The request
Select every line in the listing below that contains the string "protesters", matching case exactly. Copy each of those lines.
Begin
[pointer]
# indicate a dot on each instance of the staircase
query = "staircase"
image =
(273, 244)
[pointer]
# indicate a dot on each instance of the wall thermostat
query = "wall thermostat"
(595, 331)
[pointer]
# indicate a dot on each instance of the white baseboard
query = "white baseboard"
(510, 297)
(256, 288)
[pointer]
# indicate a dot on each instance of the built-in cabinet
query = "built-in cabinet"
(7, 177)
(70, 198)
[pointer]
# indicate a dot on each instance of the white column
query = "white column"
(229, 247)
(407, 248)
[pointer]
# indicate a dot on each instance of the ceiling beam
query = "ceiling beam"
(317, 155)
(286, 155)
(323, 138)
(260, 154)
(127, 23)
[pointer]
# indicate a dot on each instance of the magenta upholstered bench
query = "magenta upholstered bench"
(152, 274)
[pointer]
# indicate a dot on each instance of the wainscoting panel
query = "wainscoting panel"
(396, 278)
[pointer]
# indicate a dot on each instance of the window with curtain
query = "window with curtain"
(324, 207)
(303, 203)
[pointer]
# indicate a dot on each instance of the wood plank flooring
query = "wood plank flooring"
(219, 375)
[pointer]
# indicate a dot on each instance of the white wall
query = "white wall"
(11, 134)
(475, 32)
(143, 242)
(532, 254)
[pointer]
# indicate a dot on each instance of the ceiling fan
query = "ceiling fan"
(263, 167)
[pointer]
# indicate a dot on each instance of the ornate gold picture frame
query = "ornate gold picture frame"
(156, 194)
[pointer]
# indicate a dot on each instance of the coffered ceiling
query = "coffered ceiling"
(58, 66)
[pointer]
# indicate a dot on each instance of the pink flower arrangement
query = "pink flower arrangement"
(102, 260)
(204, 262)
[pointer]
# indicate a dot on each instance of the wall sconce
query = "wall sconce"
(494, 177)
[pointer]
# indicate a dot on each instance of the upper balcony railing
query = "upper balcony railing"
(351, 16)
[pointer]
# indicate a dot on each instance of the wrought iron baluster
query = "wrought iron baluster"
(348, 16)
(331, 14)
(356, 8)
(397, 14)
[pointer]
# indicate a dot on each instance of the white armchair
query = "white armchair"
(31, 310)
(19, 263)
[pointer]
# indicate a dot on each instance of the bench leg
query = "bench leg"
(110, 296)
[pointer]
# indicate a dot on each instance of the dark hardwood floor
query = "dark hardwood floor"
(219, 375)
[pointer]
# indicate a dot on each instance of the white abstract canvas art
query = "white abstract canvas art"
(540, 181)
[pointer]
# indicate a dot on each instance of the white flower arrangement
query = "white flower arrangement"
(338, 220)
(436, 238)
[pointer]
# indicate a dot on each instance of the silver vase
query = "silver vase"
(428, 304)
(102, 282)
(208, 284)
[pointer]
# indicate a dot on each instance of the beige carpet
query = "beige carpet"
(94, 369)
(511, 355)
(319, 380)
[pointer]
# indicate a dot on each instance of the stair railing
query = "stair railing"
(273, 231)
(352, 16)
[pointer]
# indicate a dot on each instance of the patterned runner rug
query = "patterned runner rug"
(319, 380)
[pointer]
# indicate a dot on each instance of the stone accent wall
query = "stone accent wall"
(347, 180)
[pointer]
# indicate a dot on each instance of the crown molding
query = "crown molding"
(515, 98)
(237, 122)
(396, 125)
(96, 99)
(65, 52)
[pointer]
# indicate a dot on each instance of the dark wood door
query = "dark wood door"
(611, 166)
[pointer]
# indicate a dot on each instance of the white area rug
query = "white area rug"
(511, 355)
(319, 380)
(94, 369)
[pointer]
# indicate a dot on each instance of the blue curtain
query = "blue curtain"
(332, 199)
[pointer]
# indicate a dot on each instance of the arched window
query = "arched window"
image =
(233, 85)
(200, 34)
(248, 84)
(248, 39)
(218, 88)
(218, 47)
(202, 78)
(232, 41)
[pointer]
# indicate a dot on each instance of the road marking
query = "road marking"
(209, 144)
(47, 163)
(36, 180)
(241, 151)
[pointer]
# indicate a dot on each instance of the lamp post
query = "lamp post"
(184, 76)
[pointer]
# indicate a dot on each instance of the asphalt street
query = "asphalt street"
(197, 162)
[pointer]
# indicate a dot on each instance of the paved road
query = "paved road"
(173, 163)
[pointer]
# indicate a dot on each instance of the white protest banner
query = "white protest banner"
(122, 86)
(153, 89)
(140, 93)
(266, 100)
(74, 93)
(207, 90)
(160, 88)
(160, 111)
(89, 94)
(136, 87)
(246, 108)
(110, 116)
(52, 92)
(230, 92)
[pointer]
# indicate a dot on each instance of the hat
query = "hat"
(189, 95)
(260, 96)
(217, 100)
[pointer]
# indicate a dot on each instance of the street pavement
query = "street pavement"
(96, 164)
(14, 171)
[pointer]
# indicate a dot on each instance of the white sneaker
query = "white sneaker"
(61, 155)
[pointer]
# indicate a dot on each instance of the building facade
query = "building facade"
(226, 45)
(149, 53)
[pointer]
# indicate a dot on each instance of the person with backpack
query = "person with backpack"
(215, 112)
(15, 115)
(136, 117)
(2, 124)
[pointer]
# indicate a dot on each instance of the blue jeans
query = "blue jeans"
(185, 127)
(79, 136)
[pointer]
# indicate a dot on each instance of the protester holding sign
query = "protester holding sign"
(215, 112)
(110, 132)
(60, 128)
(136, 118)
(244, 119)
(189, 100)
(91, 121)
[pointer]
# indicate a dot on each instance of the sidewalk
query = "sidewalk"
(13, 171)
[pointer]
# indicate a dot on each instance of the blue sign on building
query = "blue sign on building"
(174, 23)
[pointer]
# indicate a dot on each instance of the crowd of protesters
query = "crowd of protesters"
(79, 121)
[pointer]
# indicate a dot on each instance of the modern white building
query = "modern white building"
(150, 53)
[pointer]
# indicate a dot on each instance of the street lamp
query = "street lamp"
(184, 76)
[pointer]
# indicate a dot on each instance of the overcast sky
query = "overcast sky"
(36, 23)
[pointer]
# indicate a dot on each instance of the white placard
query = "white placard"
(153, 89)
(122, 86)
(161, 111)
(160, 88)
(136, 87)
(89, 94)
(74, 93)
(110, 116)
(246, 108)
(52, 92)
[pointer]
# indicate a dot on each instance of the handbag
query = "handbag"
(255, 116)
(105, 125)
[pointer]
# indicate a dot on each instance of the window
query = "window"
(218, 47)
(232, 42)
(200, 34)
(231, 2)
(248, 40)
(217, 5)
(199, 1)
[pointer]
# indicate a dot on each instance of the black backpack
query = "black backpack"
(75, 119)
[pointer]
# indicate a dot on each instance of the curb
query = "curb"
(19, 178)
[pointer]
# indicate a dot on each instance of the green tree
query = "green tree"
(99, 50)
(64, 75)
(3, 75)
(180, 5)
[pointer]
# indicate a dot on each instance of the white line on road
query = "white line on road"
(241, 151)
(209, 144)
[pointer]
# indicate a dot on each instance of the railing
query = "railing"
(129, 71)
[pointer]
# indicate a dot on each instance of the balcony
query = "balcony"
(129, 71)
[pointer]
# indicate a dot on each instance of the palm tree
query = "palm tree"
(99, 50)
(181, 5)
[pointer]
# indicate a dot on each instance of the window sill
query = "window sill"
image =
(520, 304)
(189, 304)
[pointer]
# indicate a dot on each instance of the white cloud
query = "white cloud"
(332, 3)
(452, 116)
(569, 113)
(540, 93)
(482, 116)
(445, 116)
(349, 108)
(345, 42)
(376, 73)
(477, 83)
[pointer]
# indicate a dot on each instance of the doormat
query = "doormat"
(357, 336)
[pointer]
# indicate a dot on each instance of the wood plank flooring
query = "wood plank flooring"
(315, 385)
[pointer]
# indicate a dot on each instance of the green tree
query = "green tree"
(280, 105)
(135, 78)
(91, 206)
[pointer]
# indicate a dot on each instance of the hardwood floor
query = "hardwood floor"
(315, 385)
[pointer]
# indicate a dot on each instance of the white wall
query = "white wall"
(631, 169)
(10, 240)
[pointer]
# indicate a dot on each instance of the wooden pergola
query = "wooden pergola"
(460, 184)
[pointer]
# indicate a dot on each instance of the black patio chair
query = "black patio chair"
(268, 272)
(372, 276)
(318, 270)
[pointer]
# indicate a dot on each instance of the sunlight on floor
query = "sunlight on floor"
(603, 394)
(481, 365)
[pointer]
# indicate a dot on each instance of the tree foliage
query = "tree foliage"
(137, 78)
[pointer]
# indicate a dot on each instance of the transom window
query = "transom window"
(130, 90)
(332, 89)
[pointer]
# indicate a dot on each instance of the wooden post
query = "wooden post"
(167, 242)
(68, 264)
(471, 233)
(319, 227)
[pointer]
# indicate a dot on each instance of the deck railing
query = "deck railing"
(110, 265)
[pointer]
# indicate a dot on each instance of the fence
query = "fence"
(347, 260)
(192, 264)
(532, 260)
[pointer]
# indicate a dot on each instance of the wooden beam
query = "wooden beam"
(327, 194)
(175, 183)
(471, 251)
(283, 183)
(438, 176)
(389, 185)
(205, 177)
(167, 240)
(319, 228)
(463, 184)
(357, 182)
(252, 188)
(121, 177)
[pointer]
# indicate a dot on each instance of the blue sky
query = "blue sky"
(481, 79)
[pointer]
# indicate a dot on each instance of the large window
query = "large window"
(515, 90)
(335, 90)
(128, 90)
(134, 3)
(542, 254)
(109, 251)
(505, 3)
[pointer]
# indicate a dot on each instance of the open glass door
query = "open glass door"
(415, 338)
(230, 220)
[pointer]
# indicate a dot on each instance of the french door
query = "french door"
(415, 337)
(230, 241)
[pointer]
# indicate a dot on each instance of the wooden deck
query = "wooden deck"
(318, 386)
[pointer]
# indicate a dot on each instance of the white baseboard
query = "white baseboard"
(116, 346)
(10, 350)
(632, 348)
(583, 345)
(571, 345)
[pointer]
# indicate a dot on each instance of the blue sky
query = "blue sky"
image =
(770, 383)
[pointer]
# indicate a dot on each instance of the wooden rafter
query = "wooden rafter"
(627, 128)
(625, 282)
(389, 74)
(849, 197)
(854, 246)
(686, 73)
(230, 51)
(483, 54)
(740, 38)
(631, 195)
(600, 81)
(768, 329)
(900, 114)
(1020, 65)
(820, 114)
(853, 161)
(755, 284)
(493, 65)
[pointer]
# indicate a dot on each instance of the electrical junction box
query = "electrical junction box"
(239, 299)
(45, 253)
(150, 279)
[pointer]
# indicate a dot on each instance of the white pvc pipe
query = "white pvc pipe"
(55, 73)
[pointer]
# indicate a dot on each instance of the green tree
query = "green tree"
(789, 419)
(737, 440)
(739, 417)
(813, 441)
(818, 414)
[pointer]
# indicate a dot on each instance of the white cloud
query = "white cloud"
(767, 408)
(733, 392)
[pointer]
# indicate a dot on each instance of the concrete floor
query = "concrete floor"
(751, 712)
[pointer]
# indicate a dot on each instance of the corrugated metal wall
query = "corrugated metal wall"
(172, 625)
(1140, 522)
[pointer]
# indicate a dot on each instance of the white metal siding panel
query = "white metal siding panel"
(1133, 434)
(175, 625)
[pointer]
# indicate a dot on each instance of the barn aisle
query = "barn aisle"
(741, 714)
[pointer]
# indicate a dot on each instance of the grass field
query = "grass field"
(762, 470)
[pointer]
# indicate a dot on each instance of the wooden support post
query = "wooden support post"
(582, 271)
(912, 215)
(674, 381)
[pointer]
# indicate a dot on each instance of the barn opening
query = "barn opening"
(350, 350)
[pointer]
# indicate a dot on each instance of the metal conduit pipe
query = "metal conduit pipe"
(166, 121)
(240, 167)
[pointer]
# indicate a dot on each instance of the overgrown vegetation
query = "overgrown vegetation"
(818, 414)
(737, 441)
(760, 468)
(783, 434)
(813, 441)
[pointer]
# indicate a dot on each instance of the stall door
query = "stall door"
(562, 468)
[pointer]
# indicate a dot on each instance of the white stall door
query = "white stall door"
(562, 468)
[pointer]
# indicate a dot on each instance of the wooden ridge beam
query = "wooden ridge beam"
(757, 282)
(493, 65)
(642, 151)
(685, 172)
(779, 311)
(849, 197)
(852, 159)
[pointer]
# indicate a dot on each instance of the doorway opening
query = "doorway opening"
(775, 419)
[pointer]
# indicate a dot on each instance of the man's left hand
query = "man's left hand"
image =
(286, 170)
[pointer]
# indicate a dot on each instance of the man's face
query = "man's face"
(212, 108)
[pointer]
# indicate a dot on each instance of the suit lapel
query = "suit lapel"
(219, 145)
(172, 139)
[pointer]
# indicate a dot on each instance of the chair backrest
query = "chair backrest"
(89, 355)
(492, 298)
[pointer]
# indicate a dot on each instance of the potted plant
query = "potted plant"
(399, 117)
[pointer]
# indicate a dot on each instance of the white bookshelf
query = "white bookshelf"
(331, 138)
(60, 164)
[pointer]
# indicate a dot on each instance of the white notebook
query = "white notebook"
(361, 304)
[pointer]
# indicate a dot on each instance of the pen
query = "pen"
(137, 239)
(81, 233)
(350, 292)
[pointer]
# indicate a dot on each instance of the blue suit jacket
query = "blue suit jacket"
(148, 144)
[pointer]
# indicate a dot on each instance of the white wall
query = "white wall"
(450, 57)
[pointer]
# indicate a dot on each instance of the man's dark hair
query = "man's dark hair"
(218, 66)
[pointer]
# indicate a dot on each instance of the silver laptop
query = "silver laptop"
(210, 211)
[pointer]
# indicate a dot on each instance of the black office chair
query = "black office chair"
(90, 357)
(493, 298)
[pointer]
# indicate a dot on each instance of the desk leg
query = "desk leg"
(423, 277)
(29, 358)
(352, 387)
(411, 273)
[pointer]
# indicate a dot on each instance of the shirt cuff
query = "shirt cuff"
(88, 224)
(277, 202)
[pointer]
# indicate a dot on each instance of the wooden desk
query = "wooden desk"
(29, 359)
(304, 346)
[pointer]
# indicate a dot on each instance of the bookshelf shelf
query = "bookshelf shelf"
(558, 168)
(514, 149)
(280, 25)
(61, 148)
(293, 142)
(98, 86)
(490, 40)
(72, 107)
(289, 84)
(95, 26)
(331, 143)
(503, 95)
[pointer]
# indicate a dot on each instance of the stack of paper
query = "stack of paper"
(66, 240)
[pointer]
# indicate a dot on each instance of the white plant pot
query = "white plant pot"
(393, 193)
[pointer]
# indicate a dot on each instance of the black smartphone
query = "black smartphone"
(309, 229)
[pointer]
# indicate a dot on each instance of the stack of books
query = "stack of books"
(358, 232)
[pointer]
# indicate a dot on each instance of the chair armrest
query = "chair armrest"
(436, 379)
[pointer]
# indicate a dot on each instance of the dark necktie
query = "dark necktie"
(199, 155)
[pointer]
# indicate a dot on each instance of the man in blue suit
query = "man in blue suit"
End
Task solution
# indicate a dot on each instance of the crowd of protesters
query = "crowd of protesters"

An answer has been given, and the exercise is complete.